(Labeled-object pointing entries)
☆ ☆ ☆ ☆ ☆
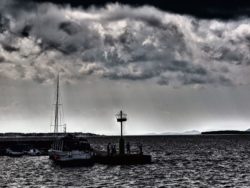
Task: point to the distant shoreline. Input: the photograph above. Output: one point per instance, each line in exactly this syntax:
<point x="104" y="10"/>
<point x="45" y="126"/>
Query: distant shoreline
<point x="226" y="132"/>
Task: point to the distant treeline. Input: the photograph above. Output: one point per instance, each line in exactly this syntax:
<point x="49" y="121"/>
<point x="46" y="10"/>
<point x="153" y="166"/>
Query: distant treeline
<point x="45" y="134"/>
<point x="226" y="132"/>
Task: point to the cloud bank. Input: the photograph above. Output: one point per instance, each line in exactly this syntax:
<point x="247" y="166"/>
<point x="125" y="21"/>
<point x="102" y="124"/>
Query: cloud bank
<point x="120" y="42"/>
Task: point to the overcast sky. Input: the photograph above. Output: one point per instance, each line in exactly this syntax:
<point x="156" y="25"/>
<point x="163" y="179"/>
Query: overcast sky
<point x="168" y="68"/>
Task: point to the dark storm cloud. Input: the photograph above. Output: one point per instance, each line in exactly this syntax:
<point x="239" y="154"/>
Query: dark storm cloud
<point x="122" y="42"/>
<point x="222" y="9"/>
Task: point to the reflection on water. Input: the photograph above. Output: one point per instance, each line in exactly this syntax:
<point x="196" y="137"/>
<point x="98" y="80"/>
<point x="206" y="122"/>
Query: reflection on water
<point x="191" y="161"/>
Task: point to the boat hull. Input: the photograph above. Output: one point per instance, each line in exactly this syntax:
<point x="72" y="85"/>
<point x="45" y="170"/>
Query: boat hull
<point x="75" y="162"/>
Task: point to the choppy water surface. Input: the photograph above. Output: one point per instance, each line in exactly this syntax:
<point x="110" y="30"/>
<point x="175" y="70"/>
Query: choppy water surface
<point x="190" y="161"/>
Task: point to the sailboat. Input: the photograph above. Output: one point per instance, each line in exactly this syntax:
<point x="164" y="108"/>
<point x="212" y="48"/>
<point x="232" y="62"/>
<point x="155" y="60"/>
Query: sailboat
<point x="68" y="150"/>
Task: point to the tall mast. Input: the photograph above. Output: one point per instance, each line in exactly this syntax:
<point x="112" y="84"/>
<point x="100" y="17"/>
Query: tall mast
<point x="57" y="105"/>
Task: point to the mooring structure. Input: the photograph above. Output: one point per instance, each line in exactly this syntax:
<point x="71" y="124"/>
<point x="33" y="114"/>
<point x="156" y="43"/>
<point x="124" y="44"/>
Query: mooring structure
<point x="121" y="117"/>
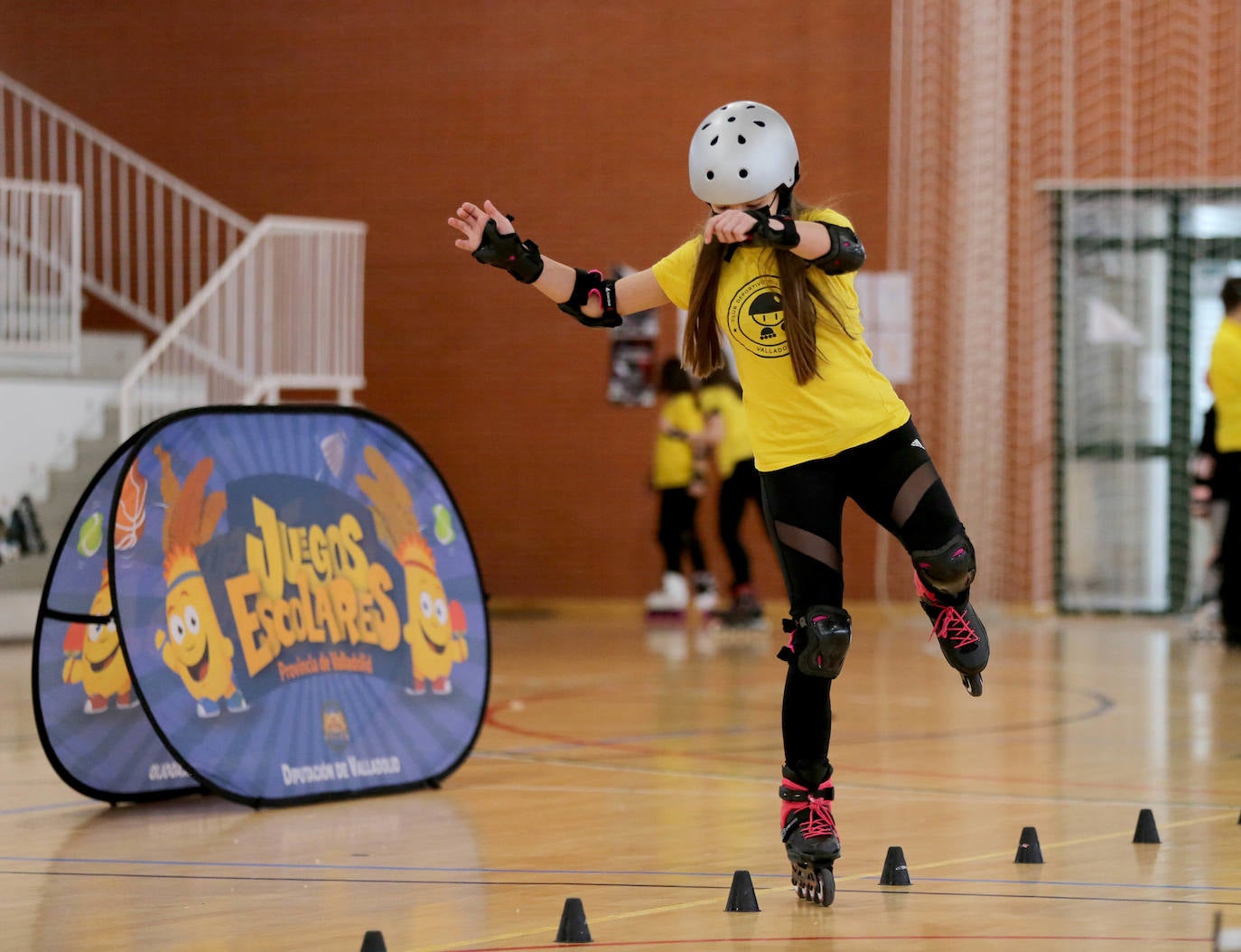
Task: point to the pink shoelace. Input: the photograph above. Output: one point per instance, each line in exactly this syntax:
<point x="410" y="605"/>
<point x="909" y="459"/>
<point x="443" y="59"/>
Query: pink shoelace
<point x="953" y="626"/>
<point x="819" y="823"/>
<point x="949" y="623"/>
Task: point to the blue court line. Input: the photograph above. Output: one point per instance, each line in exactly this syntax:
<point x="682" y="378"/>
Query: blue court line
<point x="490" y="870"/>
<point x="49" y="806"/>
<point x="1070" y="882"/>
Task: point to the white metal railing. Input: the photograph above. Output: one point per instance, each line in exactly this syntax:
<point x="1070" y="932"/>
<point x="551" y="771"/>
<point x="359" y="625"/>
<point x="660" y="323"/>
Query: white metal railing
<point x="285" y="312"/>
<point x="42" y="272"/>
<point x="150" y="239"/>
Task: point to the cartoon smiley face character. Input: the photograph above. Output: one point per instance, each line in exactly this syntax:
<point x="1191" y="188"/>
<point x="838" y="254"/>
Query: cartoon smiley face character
☆ ☆ ☆ ☆ ☆
Output every line of the data above as a JSON list of strings, one string per line, skipping blank lines. Leave the pictures out of your answer.

[
  "Task: point to the distant shoreline. Input: the photograph above. Output: one point per instance, each line in exactly this syntax:",
  "<point x=\"104\" y=\"10\"/>",
  "<point x=\"45\" y=\"126\"/>",
  "Query: distant shoreline",
  "<point x=\"226\" y=\"132\"/>",
  "Task: point to the distant treeline. Input: the photograph above. Output: one point per instance, each line in exactly this syntax:",
  "<point x=\"49\" y=\"121\"/>",
  "<point x=\"46\" y=\"10\"/>",
  "<point x=\"153\" y=\"166\"/>",
  "Query: distant treeline",
  "<point x=\"45\" y=\"134\"/>",
  "<point x=\"226\" y=\"132\"/>",
  "Task: point to the cloud bank. Input: the photograph above. Output: one point per instance, each line in exactly this syntax:",
  "<point x=\"247\" y=\"166\"/>",
  "<point x=\"125\" y=\"21\"/>",
  "<point x=\"102\" y=\"124\"/>",
  "Query: cloud bank",
  "<point x=\"120\" y=\"42\"/>",
  "Task: point to the overcast sky. Input: the photograph above. Output: one point per instance, each line in exactly this syntax:",
  "<point x=\"156\" y=\"25\"/>",
  "<point x=\"163\" y=\"179\"/>",
  "Query: overcast sky",
  "<point x=\"168\" y=\"68\"/>",
  "Task: point to the dark storm cloud. Input: the photograph above. Output: one point per instance, each line in exactly this syntax:",
  "<point x=\"239\" y=\"154\"/>",
  "Query: dark storm cloud",
  "<point x=\"122\" y=\"42\"/>",
  "<point x=\"222\" y=\"9\"/>",
  "Task: point to the reflection on water. Input: the photograph above. Output: one point per instance, each line in exactly this syntax:",
  "<point x=\"196\" y=\"137\"/>",
  "<point x=\"98\" y=\"80\"/>",
  "<point x=\"206\" y=\"122\"/>",
  "Query: reflection on water",
  "<point x=\"191\" y=\"161\"/>",
  "Task: point to the boat hull. Input: the photograph above. Output: one point per instance, each line in exactly this syntax:",
  "<point x=\"72\" y=\"85\"/>",
  "<point x=\"45\" y=\"170\"/>",
  "Query: boat hull",
  "<point x=\"75\" y=\"162\"/>",
  "Task: point to the choppy water surface. Input: the photograph above. Output: one point per instance, each line in exactly this syntax:",
  "<point x=\"110\" y=\"30\"/>",
  "<point x=\"175\" y=\"70\"/>",
  "Query: choppy water surface",
  "<point x=\"190\" y=\"161\"/>",
  "Task: point to the sailboat. Input: the photograph above. Output: one point per instance, each line in exactly this syntax:",
  "<point x=\"164\" y=\"108\"/>",
  "<point x=\"212\" y=\"48\"/>",
  "<point x=\"232\" y=\"62\"/>",
  "<point x=\"155\" y=\"60\"/>",
  "Query: sailboat",
  "<point x=\"68\" y=\"150\"/>",
  "Task: point to the tall mast. Input: the photograph above. Output: one point per instance, each line in exactly this syntax:",
  "<point x=\"112\" y=\"84\"/>",
  "<point x=\"100\" y=\"17\"/>",
  "Query: tall mast",
  "<point x=\"57\" y=\"105\"/>",
  "Task: point to the mooring structure. Input: the photograph above. Output: one point per instance, each line in exactly this syntax:",
  "<point x=\"71\" y=\"124\"/>",
  "<point x=\"33\" y=\"114\"/>",
  "<point x=\"156\" y=\"43\"/>",
  "<point x=\"124\" y=\"44\"/>",
  "Query: mooring structure",
  "<point x=\"121\" y=\"117\"/>",
  "Task: point to the pink shoelace. Input: the photograph above. Output: one point per instance, each line in exactly this syntax:",
  "<point x=\"410\" y=\"605\"/>",
  "<point x=\"909\" y=\"459\"/>",
  "<point x=\"443\" y=\"59\"/>",
  "Query: pink shoelace",
  "<point x=\"953\" y=\"626\"/>",
  "<point x=\"819\" y=\"823\"/>",
  "<point x=\"949\" y=\"623\"/>",
  "Task: point to the blue court line. Input: the photograph above. Output: one point per instance, each line in exactly this syntax:",
  "<point x=\"682\" y=\"378\"/>",
  "Query: blue court line",
  "<point x=\"490\" y=\"870\"/>",
  "<point x=\"49\" y=\"806\"/>",
  "<point x=\"1070\" y=\"882\"/>",
  "Task: point to the white metal railing. Input: the photograph above. Output: one point per instance, each line in exactly this syntax:",
  "<point x=\"1070\" y=\"932\"/>",
  "<point x=\"551\" y=\"771\"/>",
  "<point x=\"359\" y=\"625\"/>",
  "<point x=\"660\" y=\"323\"/>",
  "Query: white metal railing",
  "<point x=\"285\" y=\"312\"/>",
  "<point x=\"42\" y=\"272\"/>",
  "<point x=\"150\" y=\"239\"/>",
  "Task: point to the cartoon smiley face character. Input: the photograph above. Output: one point per instance, each line in exactly this syntax:",
  "<point x=\"1191\" y=\"188\"/>",
  "<point x=\"838\" y=\"254\"/>",
  "Query: cartoon smiley face character"
]